→ Exercise: Pull out every line below that contains the string "rough", matching case exactly.

-- Task data follows --

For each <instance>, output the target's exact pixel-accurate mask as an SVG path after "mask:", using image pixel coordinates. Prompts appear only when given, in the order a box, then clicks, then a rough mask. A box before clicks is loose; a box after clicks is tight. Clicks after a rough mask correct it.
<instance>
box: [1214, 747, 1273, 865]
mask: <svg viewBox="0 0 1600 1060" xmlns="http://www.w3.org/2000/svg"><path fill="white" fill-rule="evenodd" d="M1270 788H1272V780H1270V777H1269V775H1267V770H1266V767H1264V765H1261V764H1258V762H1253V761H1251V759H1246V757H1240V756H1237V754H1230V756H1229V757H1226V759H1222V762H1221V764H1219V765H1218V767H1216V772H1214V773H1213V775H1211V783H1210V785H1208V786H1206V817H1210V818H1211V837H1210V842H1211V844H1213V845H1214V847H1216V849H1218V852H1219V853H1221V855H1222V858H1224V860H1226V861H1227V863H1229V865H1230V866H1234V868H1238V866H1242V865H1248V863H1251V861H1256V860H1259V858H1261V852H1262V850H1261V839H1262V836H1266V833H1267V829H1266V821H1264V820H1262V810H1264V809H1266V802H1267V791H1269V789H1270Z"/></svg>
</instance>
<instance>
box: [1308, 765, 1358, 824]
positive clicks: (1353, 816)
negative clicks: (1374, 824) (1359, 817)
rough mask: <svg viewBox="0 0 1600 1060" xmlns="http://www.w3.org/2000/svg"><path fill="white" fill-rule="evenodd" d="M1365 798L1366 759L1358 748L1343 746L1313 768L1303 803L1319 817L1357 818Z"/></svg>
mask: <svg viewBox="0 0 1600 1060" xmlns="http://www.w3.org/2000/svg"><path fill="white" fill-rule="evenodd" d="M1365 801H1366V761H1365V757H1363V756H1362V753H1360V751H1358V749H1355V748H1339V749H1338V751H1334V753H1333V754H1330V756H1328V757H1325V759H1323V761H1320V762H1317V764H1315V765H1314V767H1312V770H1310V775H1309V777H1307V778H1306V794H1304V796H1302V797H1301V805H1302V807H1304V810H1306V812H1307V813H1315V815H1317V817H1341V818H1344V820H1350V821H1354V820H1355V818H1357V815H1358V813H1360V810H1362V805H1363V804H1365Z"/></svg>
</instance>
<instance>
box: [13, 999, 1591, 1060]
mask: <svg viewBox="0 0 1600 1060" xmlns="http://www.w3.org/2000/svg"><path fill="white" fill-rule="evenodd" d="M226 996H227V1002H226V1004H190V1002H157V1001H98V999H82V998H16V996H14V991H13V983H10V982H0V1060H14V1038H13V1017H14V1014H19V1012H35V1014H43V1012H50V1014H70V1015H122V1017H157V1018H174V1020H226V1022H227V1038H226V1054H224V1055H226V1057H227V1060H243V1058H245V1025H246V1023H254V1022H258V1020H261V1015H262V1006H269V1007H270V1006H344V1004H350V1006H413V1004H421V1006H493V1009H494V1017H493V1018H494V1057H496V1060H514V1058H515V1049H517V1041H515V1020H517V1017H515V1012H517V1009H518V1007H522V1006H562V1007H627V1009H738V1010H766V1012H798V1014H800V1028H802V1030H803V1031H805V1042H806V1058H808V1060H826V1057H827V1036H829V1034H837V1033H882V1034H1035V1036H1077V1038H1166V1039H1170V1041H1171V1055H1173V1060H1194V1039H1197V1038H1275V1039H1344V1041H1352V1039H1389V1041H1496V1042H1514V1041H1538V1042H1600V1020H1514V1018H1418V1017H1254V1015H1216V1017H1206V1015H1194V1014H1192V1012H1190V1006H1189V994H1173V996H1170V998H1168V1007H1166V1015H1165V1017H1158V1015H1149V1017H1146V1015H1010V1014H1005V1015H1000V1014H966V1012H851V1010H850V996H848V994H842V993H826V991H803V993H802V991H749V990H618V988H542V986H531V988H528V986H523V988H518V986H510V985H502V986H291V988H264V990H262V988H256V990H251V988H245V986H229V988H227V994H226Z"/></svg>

-- Task data concluded --

→ Reply:
For each <instance>, output the target's exact pixel-accurate mask as an SVG path after "mask:", using image pixel coordinates. Prompts appear only when given, in the order a box, then clicks, then a rough mask. A box before clicks is loose; a box after clicks is tight. Clicks after a rough mask correct it.
rough mask: <svg viewBox="0 0 1600 1060" xmlns="http://www.w3.org/2000/svg"><path fill="white" fill-rule="evenodd" d="M1365 798L1366 759L1358 748L1343 746L1313 768L1303 803L1319 817L1357 818Z"/></svg>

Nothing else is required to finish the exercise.